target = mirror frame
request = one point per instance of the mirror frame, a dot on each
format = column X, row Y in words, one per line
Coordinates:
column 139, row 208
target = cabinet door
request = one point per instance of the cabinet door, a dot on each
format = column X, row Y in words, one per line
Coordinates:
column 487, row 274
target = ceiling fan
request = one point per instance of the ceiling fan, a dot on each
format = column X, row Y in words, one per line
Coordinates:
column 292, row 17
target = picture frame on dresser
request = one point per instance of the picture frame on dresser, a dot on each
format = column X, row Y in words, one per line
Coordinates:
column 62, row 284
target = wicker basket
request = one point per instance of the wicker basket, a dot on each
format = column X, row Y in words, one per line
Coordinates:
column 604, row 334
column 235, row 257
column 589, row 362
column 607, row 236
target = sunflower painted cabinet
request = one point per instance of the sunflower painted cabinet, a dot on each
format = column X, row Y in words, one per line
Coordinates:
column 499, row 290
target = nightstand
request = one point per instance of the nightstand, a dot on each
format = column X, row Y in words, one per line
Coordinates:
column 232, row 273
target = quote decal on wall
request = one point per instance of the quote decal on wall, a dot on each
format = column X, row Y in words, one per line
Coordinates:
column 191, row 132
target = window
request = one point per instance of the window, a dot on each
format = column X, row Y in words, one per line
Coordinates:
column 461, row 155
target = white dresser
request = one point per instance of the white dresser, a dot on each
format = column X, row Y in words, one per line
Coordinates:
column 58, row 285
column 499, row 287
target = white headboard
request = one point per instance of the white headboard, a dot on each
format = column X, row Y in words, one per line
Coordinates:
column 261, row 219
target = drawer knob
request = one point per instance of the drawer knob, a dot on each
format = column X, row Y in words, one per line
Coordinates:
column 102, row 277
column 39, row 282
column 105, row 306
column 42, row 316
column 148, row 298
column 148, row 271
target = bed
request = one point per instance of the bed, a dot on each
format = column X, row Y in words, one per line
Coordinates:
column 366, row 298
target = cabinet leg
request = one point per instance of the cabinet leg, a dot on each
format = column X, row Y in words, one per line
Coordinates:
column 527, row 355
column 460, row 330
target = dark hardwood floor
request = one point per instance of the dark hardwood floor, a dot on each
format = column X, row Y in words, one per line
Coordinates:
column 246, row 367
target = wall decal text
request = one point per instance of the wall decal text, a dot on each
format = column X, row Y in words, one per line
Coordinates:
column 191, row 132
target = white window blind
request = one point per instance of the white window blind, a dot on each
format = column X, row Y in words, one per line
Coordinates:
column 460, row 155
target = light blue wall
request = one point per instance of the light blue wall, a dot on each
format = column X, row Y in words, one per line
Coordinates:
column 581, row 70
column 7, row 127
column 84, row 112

Task objective:
All lines with the word "wall" need to be copied from the data above.

Output for this task:
target = quote decal on wall
request = one point per instance of the quote decal on wall, a dot on each
target = wall decal text
request = one point per instance of the wall decal text, a dot on each
target = light blue wall
request = one point per instance of the light blue wall, a dot on each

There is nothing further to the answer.